EXERCISE GOAL: Repeat exactly, please, the opening lines of the data below, through and including the line where "Query: white plate" sits.

= Beginning of Section =

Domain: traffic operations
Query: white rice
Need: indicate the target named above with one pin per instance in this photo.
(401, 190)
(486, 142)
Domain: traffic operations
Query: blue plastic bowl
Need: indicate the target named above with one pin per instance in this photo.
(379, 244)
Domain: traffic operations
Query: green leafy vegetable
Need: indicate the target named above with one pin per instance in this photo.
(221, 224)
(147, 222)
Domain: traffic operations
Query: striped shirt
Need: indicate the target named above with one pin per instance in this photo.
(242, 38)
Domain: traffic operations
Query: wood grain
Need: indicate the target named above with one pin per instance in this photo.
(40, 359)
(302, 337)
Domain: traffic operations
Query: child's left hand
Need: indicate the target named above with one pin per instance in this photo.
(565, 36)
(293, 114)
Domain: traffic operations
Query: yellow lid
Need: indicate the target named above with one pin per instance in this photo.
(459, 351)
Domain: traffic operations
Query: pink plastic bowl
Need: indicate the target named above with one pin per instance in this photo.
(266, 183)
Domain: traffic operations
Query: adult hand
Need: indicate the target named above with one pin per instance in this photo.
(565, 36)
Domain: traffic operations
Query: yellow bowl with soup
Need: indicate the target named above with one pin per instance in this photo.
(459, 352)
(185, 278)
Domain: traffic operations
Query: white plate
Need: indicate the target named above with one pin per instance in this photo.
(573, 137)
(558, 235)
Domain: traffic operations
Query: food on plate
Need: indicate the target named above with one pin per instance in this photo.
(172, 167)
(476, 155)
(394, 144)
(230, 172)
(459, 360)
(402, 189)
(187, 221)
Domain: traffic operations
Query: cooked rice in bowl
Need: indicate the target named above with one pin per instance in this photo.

= End of Section =

SOLUTION BELOW:
Domain: traffic operations
Query: white rice
Need: indicate the target named above with one pin per instance in this photo.
(401, 190)
(486, 142)
Domain: traffic operations
Query: blue plastic bowl
Need: indicate the target named above with one pin per instance in this photo.
(379, 244)
Domain: traffic operations
Query: green leafy vegetable
Need: indicate the target named above with one pin per instance in this photo.
(221, 224)
(147, 222)
Domain: traffic operations
Query: striped shirt
Need: indicate the target named above with one pin per instance in this photo.
(242, 38)
Domain: traffic operations
Query: wood grain
Need: indicate the target named above with one pin per instance in this photo.
(40, 359)
(302, 337)
Domain: traffic operations
Query: child's left hand
Need: indicate the target named above with one pin per instance in this photo.
(565, 36)
(293, 114)
Domain: traffic operations
Query: yellow lid
Need: indicate the target named above with one pin per instance in this photo.
(459, 351)
Domain: traffic operations
Query: pink plastic bowl
Need: indicate the target named above with one pin per instance in this photo.
(266, 183)
Domain: traffic operations
Query: adult hand
Need: indicate the target named above with one pin per instance in this photo.
(565, 36)
Domain: traffic operations
Query: yellow bowl with soup
Need: indicate the target named above with one pin per instance in this photo.
(459, 352)
(185, 278)
Domain: traffic operations
Query: white plate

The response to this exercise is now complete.